### About this exercise
All lines in the records below that hold "dark" are to be shown.

### Input
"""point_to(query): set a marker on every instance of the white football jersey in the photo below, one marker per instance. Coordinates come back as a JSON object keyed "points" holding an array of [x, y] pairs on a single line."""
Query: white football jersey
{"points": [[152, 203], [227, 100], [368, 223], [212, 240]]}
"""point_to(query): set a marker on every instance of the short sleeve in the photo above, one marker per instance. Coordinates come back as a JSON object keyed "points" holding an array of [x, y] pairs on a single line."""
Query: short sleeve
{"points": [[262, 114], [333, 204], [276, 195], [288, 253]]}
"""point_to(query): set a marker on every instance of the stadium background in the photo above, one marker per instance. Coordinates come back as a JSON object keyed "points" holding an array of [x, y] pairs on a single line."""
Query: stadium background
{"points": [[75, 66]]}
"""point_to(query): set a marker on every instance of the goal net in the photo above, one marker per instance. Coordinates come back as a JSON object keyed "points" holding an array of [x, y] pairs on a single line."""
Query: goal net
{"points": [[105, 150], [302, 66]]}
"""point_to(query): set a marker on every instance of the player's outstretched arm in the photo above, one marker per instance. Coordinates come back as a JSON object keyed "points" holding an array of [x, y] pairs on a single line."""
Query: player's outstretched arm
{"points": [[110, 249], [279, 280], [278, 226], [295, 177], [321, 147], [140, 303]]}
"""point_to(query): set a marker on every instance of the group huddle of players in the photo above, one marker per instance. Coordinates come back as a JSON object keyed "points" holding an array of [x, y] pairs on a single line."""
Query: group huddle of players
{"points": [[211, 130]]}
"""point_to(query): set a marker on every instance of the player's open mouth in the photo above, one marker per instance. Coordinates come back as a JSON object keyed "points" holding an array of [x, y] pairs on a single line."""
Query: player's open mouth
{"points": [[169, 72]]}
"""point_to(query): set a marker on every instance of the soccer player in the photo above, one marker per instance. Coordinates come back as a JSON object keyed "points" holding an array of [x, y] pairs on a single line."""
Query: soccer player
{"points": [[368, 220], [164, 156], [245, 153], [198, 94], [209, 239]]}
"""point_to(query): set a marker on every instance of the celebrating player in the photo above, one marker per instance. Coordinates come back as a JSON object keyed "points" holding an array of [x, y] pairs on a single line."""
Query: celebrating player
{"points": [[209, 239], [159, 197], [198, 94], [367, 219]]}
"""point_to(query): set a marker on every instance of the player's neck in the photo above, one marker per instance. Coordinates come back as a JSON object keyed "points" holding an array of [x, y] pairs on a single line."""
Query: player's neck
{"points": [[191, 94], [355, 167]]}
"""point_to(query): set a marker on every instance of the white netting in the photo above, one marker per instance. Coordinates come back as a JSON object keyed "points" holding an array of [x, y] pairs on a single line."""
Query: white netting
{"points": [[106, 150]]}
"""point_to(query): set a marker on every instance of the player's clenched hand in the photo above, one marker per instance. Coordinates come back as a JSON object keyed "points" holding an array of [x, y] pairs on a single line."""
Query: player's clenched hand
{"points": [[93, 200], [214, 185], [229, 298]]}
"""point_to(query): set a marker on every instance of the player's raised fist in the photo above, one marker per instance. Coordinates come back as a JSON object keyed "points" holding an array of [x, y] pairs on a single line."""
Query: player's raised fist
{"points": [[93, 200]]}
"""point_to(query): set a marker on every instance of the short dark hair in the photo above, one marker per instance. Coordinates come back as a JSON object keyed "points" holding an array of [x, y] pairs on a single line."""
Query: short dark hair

### Written reply
"""point_to(query): set a marker on every instance of the short dark hair in the photo above, one marker per instance. Coordinates come back as a JSON object keyed "points" holding an array of [x, y] pairs on a single line."""
Query: short dark hair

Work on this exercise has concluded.